=== Supplied records ===
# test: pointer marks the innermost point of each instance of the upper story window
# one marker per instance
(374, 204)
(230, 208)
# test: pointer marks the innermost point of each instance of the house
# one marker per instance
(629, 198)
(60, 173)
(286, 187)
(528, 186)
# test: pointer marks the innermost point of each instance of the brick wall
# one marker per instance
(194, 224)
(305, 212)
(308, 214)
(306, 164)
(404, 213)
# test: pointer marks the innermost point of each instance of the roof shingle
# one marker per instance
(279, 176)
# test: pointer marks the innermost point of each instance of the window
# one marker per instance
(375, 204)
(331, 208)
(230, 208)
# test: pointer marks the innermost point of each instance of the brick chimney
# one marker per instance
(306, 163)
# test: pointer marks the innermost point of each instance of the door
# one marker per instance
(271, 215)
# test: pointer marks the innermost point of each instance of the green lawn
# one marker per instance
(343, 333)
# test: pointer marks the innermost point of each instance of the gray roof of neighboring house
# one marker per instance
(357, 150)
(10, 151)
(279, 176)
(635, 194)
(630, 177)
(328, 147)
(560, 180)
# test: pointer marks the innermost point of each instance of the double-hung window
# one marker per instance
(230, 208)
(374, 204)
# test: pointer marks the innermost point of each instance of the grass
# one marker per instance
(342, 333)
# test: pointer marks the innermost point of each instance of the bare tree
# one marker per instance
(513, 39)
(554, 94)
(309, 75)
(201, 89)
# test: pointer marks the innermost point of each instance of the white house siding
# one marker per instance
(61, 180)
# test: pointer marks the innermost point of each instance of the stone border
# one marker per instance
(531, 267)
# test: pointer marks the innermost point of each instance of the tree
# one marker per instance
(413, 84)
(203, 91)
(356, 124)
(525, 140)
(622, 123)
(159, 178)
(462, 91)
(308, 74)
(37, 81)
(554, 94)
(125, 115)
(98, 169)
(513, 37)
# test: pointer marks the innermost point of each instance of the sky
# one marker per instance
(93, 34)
===
= Task prompt =
Quote the material exactly, leaving nothing out.

= Solution to the problem =
# test: pointer marks the innermost point of each instance of the upper story window
# one marker per instance
(374, 204)
(230, 208)
# test: pointer marks the innermost point of each instance of the house
# one marker per instance
(629, 198)
(60, 173)
(286, 187)
(528, 186)
# test: pointer marks the innermost point of each instance of the brick wall
# one marker per instance
(194, 224)
(305, 212)
(308, 214)
(306, 164)
(404, 213)
# test: pointer marks the innermost point of each instance of the roof shingle
# one marker per instance
(279, 176)
# test: pointer marks the innermost point of each instance of the window
# one marker per instance
(375, 204)
(331, 208)
(230, 208)
# test: pointer marks the innermost point of each instance of the brick chimney
# one marker per instance
(306, 163)
# test: pointer marks the innermost point of each instance of the door
# one marker per instance
(271, 215)
# test: pointer marks the innermost point of each instance of the green lawn
# one marker per instance
(343, 333)
# test: pointer marks the innermost point of each instance of the gray roof of neighboring house
# one marker per instance
(357, 150)
(10, 151)
(279, 176)
(635, 194)
(630, 177)
(328, 147)
(560, 180)
# test: pointer marks the innermost point of each instance of the double-hung window
# one marker per instance
(230, 208)
(374, 204)
# test: pointer marks the innermost point of each instance of the grass
# one marker per instance
(342, 333)
# test: pointer marks the innermost point of each instance of the bare tree
# one marker per instance
(513, 39)
(554, 94)
(309, 75)
(201, 89)
# test: pointer marks the innermost point of each instance of the white house siding
# one marker per instance
(61, 180)
# test: pointer marks the innermost point of each instance of the stone border
# one marker per instance
(531, 267)
# test: pointer marks the innermost point of each instance of the tree
# one marker per instance
(413, 84)
(203, 91)
(356, 124)
(525, 140)
(622, 123)
(159, 178)
(462, 91)
(308, 74)
(37, 81)
(554, 94)
(125, 115)
(98, 169)
(513, 37)
# test: pointer marks the innermost point of each instance of the sky
# one marker per instance
(93, 34)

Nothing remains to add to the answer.